Records from a point annotation dataset
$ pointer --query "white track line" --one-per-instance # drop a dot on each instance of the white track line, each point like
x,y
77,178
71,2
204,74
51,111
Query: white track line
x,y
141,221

The exercise: Copy out every line of the material above verbatim, changing nothing.

Answer to the exercise:
$ pointer --query "white track line" --one-per-instance # drop a dot on each instance of the white track line, each point like
x,y
77,178
71,2
204,74
51,111
Query: white track line
x,y
141,221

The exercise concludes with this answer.